Source passage
----------
No. 65 – New York Giants
- Position: Guard
- Roster status: Active

Personal information
- Born: June 4, 2005 (age 21) ʻIliʻili, American Samoa
- Listed height: 6 ft 6 in (1.98 m)
- Listed weight: 329 lb (149 kg)

Career information
- High school: IMG (Bradenton, Florida, U.S.)
- College: Miami (FL) (2023–2025)
- NFL draft: 2026: 1st round, 10th overall pick

Career history
- New York Giants (2026–present);

Awards and highlights
- Consensus All-American (2025); Jacobs Blocking Trophy (2025); First-team All-ACC (2025); Second-team All-ACC (2024); Freshman All-American (2023);

Career NFL statistics as of Week 1, 2026
- Games played: 1
- Games started: 1
- Stats at Pro Football Reference

= Francis Mauigoa =

American Samoan football player (born 2005)

Francis "Sisi" Mauigoa (/maʊiˈnoʊə/ mow-ee-NOH-ə; born June 4, 2005) is an American Samoan football guard for the New York Giants of the National Football League (NFL). Mauigoa played college football for the Miami Hurricanes and was selected tenth overall by the Giants in the 2026 NFL draft. He is the younger brother of New York Jets linebacker Francisco Mauigoa.

==Early life==
Mauigoa was born on June 4, 2005. He attended Aquinas High School (California) in San Bernardino, California, garnering national attention as a two-way lineman. He then attended IMG Academy in Bradenton, Florida, and was one of the top players in the 2023 college football recruiting class, ranked No. 5 nationally by ESPN and No. 8 by 247Sports.

==College career==
In July 2022, Mauigoa, the top tackle prospect in the country, committed to the University of Miami. He also had offers from Florida, Alabama, Tennessee, Oregon, and USC. He was selected by 247Sports as a 2023 preseason freshman All-American. Bruce Friedman of The Athletic included him on the 2023 "Freak List".

On January 22, 2026, Mauigoa declared for the 2026 NFL draft.
----------
Task to complete
Copy the passage on Francis Mauigoa word for word, from "Awards and highlights" up to and including "player (born 2005)". You won't need the material that comes next.
----------
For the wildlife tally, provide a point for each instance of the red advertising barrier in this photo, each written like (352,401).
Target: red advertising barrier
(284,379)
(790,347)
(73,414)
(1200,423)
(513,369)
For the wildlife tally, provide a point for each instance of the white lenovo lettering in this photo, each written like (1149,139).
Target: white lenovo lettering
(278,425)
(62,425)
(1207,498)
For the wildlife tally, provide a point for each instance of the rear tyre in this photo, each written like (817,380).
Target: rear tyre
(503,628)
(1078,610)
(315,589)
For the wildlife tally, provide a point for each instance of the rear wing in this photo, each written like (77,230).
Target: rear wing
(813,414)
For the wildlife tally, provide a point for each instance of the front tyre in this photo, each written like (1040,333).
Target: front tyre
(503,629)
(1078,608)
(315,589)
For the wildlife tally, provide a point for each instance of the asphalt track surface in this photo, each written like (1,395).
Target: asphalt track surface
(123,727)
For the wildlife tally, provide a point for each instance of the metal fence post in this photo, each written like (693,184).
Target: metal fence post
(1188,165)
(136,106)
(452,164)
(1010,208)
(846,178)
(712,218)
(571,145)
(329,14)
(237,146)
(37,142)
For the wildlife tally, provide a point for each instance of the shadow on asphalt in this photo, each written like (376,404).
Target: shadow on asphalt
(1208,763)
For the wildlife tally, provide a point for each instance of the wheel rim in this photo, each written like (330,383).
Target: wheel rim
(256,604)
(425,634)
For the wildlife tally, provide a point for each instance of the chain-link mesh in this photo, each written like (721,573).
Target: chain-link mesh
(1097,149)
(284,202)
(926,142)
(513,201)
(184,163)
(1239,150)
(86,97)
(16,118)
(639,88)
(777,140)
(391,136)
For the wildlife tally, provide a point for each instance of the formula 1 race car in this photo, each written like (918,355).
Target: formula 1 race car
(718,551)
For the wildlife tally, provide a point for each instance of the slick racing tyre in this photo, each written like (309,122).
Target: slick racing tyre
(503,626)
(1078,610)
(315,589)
----------
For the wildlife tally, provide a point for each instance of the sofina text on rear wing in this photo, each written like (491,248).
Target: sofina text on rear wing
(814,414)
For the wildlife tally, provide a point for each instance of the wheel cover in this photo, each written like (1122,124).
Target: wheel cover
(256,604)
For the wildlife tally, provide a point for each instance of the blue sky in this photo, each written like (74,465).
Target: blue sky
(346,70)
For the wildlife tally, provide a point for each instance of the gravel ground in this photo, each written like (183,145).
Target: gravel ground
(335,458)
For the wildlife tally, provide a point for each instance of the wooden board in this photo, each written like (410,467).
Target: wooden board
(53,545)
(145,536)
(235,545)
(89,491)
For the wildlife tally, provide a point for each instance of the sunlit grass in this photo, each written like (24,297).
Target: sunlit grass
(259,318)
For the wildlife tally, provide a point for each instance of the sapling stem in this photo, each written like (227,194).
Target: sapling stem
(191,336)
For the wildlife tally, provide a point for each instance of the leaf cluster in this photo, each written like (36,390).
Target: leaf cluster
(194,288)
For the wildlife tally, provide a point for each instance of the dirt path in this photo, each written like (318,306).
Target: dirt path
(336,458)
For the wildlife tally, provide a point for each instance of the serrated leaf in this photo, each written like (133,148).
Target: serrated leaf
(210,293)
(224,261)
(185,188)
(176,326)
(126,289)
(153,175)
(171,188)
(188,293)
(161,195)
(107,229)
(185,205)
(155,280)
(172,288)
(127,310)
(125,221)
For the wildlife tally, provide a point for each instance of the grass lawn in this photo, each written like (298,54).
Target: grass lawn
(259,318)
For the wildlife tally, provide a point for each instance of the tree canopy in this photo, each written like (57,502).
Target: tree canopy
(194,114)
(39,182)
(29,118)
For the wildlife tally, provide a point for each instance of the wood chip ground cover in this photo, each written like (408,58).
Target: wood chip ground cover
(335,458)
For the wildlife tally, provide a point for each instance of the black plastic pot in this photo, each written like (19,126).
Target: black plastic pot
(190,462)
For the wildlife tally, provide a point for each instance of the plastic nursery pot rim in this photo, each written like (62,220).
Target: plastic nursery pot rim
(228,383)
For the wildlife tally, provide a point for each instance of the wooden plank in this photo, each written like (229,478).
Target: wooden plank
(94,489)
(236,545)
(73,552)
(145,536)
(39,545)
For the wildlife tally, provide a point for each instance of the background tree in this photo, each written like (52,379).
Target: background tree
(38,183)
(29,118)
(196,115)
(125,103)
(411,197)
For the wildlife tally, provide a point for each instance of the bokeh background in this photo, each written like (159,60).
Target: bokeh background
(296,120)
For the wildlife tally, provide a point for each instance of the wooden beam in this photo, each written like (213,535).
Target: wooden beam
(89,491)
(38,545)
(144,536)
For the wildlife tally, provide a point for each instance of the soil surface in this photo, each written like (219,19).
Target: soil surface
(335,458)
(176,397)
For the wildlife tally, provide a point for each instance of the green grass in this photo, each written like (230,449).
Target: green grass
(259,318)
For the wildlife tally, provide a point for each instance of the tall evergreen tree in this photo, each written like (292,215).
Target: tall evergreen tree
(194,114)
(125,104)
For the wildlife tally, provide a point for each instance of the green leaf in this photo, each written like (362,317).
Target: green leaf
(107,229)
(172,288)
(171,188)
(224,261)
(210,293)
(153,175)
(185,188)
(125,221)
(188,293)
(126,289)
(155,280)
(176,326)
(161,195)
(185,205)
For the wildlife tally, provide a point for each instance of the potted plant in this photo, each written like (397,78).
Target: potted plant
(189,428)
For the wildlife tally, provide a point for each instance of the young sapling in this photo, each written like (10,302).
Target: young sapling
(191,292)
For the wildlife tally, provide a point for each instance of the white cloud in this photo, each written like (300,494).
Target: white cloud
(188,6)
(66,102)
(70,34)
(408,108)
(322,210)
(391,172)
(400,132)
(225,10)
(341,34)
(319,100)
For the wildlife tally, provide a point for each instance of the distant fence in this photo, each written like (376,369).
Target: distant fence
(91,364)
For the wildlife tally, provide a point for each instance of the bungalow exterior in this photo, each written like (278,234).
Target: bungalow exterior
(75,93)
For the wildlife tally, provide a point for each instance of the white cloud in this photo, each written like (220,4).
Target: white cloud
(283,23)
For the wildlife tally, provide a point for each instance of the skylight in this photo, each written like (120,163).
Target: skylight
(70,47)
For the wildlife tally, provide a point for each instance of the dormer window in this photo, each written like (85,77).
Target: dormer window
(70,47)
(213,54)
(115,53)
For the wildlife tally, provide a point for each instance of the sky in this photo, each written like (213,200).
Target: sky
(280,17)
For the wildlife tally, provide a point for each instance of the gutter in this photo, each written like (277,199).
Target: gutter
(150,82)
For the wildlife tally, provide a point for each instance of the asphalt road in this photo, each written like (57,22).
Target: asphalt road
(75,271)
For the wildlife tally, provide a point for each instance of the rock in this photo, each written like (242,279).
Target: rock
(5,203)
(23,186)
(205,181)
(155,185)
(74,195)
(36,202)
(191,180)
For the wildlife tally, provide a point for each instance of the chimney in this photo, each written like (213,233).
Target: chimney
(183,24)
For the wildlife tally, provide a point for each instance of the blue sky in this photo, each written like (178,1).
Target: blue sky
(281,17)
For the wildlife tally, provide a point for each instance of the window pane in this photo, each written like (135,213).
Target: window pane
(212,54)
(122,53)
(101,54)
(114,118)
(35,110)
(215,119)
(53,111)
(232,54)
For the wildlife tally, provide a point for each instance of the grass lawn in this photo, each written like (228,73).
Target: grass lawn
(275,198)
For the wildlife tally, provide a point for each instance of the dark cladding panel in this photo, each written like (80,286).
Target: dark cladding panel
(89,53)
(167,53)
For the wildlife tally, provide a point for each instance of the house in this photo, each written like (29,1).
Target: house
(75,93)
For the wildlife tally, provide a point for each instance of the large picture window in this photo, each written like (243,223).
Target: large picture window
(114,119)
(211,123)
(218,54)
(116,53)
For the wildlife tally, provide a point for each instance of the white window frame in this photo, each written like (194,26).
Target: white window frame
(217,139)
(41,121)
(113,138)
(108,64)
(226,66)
----------
Task response
Awards and highlights
- Consensus All-American (2025); Jacobs Blocking Trophy (2025); First-team All-ACC (2025); Second-team All-ACC (2024); Freshman All-American (2023);

Career NFL statistics as of Week 1, 2026
- Games played: 1
- Games started: 1
- Stats at Pro Football Reference

= Francis Mauigoa =

American Samoan football player (born 2005)